- **How to complete this task**
Give back every entry, exactly as written.

- **Raw data**
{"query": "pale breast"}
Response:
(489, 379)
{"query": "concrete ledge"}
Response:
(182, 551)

- **Reply to the exercise**
{"query": "pale breast"}
Response:
(489, 379)
{"query": "concrete ledge"}
Response:
(182, 551)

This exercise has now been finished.